◆ **STATED GOAL**
Look below for the line with "Would you mind pinning the police uniform". Extract that line and each one after it through the last, word for word.
[BEGIN DATA]
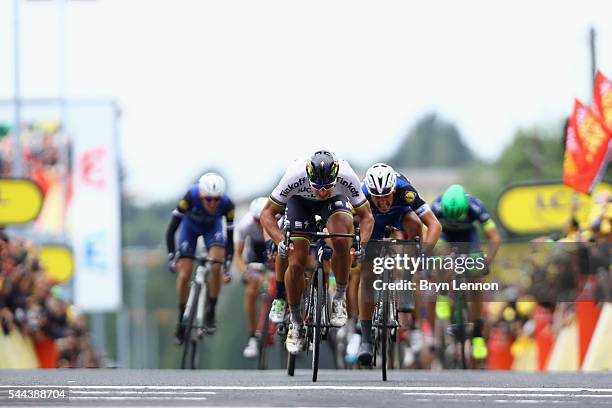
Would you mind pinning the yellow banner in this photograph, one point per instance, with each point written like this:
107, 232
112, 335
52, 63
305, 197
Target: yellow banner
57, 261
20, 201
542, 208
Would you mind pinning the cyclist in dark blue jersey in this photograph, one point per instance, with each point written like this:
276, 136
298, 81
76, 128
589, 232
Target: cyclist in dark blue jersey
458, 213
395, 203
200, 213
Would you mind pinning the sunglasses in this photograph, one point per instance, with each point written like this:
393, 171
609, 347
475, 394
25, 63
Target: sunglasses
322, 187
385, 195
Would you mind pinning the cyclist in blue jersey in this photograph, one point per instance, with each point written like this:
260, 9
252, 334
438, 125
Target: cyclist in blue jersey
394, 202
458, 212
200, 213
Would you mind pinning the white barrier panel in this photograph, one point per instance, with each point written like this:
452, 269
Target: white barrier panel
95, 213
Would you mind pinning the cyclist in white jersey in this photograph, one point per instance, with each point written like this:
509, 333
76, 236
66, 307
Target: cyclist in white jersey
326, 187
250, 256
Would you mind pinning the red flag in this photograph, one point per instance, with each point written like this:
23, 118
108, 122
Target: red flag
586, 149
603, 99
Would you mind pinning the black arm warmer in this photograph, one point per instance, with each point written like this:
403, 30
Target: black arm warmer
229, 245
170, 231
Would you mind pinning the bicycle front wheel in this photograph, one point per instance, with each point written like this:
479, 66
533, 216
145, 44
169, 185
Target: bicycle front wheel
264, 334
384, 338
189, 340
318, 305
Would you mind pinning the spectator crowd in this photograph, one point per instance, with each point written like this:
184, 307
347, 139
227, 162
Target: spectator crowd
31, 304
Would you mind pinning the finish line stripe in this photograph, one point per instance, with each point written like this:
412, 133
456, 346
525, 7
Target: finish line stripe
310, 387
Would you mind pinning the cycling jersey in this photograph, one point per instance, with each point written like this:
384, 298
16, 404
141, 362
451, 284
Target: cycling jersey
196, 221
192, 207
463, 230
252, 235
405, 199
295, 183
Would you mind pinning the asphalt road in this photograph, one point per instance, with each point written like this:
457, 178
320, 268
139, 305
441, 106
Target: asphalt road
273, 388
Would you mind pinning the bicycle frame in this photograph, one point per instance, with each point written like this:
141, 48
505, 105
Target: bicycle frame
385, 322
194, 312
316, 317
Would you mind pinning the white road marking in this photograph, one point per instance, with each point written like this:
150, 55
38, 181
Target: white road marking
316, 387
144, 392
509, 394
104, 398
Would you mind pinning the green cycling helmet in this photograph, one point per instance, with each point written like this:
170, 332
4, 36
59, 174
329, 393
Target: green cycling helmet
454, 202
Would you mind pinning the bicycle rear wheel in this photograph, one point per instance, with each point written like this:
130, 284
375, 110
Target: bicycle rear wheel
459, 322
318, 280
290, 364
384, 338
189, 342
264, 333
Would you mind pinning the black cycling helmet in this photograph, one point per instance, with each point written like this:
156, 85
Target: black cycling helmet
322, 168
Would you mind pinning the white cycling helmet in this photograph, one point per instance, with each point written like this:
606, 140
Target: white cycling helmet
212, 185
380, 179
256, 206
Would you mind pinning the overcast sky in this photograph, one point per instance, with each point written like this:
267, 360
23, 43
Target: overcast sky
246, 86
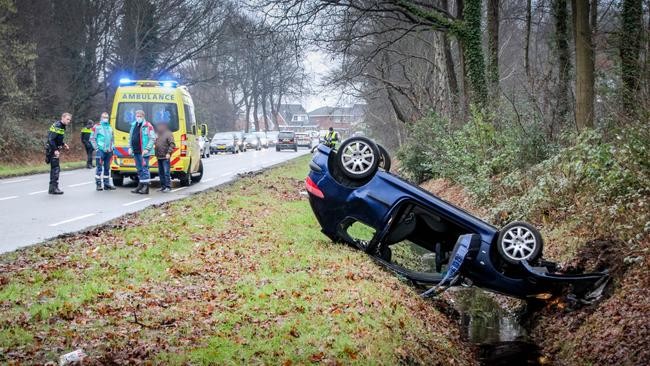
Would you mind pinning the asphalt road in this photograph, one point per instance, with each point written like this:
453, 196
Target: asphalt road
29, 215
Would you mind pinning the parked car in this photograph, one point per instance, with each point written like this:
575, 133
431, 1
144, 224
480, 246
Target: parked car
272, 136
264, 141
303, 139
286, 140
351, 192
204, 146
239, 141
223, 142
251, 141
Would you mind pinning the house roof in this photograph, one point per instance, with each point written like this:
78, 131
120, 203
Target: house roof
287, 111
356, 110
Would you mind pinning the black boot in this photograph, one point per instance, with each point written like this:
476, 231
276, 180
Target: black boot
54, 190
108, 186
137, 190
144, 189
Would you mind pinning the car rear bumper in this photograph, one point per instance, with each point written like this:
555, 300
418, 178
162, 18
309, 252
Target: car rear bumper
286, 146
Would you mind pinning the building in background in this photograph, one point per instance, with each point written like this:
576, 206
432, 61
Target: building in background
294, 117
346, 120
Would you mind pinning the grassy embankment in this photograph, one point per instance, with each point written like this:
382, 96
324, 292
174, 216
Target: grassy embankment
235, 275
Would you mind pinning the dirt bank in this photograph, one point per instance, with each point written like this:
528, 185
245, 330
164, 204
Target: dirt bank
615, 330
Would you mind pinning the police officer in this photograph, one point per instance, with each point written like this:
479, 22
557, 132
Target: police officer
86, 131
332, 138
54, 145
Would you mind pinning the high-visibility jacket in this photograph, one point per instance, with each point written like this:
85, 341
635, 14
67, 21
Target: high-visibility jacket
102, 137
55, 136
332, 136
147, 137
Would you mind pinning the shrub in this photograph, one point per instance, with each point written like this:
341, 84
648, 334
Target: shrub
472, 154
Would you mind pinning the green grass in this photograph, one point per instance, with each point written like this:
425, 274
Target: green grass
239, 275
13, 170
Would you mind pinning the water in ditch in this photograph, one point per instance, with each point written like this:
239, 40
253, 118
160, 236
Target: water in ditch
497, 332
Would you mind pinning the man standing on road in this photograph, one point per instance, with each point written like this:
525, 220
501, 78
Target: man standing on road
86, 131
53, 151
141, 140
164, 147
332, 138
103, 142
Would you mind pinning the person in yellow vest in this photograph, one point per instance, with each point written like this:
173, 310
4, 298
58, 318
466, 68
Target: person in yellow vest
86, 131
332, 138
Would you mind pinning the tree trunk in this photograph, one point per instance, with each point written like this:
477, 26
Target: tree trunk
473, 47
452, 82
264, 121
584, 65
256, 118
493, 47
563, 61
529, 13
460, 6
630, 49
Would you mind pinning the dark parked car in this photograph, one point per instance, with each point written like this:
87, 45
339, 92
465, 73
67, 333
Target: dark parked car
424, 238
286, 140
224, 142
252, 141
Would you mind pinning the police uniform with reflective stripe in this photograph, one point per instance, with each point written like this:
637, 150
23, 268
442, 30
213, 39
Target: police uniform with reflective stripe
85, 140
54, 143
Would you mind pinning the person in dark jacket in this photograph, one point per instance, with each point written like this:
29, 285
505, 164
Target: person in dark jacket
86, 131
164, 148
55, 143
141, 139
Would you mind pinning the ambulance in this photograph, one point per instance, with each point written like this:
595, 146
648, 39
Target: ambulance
[END DATA]
◆ **THE SOLUTION**
Would you mind pinning the police uniform with reflective stripe in this photograph, one point per instance, with each point written like this:
637, 150
23, 268
442, 30
213, 39
Target: police uniform with reflective stripe
85, 140
54, 143
Would you mind pinning the person in dark jacket in this photograph, one point per instance, with each point written like this:
29, 285
505, 164
Target: person in dark jacket
86, 131
164, 148
55, 143
141, 139
Would you mind pinning the ambulance in this photograph, one point per instance, with each point written like this:
595, 146
648, 39
Target: ambulance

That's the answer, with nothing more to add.